• _Document section_
::::
Kurds’ Soft Sell for a Hard-Won Autonomy

Brendan O'Leary is Lauder Professor of political science at the University of Pennsylvania, where he directs its Solomon Asch Center for the study of ethnic conflict. He also will be a constitutional advisor to the parliament and government of the Kurdistan Regional Government.

It is a maxim of politics that territorial autonomy is begrudgingly conceded by central authorities and ungratefully received by those to whom it is granted. That’s one way to understand what is happening in Kurdistan, or what some still call northern Iraq. The Kurds of Kurdistan would like to be independent but will accept autonomy in a binational federation with Arab Iraq. Washington, Arab Iraqis and regional powers begrudgingly concede this emergent reality.
::::
• _Supplied information_
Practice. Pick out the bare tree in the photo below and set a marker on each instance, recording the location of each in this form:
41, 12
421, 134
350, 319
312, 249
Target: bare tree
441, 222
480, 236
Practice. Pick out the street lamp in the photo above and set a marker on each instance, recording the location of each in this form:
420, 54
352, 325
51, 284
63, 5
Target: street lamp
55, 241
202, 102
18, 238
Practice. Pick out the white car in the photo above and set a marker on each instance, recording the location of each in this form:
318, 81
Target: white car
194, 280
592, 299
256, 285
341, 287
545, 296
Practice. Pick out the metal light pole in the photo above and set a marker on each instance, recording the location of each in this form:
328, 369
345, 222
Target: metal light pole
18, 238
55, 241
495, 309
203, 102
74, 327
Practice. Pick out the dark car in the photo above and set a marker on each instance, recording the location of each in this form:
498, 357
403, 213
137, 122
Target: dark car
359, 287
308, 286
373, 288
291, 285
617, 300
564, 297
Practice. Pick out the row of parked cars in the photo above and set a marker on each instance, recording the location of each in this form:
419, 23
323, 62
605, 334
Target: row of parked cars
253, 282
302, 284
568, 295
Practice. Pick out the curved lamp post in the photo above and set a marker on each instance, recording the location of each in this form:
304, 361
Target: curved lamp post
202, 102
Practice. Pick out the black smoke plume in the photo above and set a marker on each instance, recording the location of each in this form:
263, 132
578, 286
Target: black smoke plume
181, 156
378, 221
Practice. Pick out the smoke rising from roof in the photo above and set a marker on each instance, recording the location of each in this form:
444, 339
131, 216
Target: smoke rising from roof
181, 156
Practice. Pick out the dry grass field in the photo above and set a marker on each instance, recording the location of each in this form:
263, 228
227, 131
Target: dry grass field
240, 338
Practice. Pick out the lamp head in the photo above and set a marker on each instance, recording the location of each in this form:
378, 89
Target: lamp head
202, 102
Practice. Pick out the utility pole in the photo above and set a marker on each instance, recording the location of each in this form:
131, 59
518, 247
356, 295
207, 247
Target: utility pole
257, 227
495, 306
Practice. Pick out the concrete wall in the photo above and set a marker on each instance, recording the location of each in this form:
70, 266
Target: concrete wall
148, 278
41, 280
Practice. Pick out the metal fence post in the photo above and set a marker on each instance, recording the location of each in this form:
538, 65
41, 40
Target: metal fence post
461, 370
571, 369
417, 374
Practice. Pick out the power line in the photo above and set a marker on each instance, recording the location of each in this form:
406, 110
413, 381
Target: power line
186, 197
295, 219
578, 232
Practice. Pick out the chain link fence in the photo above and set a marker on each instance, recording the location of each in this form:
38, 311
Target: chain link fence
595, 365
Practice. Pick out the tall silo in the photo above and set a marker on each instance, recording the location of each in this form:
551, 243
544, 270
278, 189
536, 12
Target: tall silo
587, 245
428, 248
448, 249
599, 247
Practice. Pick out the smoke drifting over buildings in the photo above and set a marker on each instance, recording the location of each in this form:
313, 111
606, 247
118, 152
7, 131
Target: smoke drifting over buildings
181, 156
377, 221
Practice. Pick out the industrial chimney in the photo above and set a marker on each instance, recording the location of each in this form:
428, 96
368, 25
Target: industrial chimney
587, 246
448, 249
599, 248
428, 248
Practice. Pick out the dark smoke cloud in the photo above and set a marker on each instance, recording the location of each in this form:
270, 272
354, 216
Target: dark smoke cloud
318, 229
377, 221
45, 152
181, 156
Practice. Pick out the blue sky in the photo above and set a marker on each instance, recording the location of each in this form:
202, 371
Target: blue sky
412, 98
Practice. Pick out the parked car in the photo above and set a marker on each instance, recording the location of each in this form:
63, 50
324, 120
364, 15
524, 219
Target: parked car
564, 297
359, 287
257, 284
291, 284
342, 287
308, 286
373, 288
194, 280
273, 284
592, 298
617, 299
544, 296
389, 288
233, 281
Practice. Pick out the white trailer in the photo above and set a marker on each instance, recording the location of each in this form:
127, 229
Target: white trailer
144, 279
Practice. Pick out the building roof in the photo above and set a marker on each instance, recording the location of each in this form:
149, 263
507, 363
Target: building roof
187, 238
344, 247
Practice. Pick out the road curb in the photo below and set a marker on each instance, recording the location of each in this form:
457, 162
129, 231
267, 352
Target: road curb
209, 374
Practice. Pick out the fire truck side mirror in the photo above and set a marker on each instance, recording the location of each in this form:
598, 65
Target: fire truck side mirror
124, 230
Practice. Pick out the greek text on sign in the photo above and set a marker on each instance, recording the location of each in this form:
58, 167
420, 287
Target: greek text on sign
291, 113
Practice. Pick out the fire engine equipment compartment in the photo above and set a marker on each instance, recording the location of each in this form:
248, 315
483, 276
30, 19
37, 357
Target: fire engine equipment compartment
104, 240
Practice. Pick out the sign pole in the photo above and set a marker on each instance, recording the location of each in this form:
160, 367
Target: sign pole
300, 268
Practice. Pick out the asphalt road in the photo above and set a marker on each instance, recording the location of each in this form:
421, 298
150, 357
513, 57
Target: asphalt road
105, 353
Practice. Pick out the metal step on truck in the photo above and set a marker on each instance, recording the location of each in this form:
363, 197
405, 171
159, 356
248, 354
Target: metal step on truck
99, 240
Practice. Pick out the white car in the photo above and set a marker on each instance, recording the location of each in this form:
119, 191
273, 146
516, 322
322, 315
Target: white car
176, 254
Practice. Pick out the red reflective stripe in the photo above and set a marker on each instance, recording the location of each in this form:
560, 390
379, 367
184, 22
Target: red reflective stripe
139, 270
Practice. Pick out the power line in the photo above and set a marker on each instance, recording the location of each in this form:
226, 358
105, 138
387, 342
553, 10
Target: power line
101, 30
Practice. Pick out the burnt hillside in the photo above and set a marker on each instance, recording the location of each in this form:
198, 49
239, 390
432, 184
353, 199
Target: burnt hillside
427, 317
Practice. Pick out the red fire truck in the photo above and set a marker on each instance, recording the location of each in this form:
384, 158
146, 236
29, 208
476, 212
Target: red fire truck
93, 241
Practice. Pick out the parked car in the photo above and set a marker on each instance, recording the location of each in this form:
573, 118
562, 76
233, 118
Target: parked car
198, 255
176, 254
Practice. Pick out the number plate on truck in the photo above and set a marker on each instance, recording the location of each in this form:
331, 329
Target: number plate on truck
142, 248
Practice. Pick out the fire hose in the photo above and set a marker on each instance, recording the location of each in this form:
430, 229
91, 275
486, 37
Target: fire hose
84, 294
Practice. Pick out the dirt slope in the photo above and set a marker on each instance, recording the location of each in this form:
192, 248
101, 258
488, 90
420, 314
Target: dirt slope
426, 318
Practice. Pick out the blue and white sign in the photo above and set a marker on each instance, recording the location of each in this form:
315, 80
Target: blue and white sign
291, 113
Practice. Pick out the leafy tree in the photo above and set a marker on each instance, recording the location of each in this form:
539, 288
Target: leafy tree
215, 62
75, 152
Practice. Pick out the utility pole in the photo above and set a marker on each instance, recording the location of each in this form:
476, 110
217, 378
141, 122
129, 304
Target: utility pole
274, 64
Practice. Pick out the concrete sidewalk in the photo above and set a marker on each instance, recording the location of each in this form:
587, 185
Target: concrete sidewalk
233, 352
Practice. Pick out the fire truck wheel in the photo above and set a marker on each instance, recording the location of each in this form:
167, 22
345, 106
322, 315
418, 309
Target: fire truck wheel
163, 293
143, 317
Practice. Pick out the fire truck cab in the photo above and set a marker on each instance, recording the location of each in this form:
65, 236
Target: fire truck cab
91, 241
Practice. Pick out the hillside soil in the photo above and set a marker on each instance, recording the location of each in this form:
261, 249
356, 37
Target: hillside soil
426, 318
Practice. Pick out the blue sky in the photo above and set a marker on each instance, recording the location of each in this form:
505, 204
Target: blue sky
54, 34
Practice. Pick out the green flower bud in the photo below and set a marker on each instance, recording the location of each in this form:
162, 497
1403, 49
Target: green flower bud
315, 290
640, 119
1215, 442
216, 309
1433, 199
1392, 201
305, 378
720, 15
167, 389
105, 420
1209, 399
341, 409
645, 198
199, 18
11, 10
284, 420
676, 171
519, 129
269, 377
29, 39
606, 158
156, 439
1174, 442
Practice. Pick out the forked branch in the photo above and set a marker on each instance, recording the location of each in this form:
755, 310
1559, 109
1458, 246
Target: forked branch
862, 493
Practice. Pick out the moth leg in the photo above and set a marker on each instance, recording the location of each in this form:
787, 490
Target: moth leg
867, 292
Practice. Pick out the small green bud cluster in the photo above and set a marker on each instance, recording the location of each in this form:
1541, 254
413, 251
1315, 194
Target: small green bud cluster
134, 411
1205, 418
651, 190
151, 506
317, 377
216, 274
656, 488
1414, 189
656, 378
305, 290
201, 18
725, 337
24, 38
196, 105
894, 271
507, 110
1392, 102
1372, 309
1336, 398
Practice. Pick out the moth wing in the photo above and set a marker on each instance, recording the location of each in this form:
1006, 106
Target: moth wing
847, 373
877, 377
::::
• _Set of tasks_
A. According to the article on Kurdish autonomy, what will the Kurds of Kurdistan accept instead of independence?
B. Carry on the article on Kurdish autonomy from its last sentence.
The records play no part here and can be skipped.

• _Answers in order_
A. Autonomy in a binational federation with Arab Iraq.

B.
The Kurds are the largest nation without their own state in the Middle East. Greater Kurdistan was partitioned among Turkey, Syria, Iran and Iraq after World War I, even though it had a better self-determination case than most of the new states created by Woodrow Wilson and his allies. British colonial authorities in Iraq promised local Kurds autonomy in compensation but broke their word to appease Turkey and serve their petroleum interests. In independent Iraq, Kurds experienced coercive assimilation, expulsion and genocide at the hands of successive Sunni Arab-dominated regimes, most recently Saddam Hussein’s. This history explains why they aspire to an independent Kurdistan.

Autonomy is the very least the Kurds will accept, and they have had it since the 1991 Persian Gulf War. They have the only functioning government and parliament in Iraq. The Kurds were the sole locally organized group to contribute significantly to the recent U.S. war effort. They joined Arab opponents of Hussein to insist that any new Iraq should be federal, with their entity as one of its regions -- with emphasis on the word “one.”

In accepting last week that Kurdistan must continue to exist, intact, throughout the post-June 30 transitional period, Secretary of State Colin L. Powell and the Coalition Provisional Authority’s L. Paul Bremer III were recognizing their debt of honor. Yet, they accepted Kurdistan’s reality without warmth or enthusiasm.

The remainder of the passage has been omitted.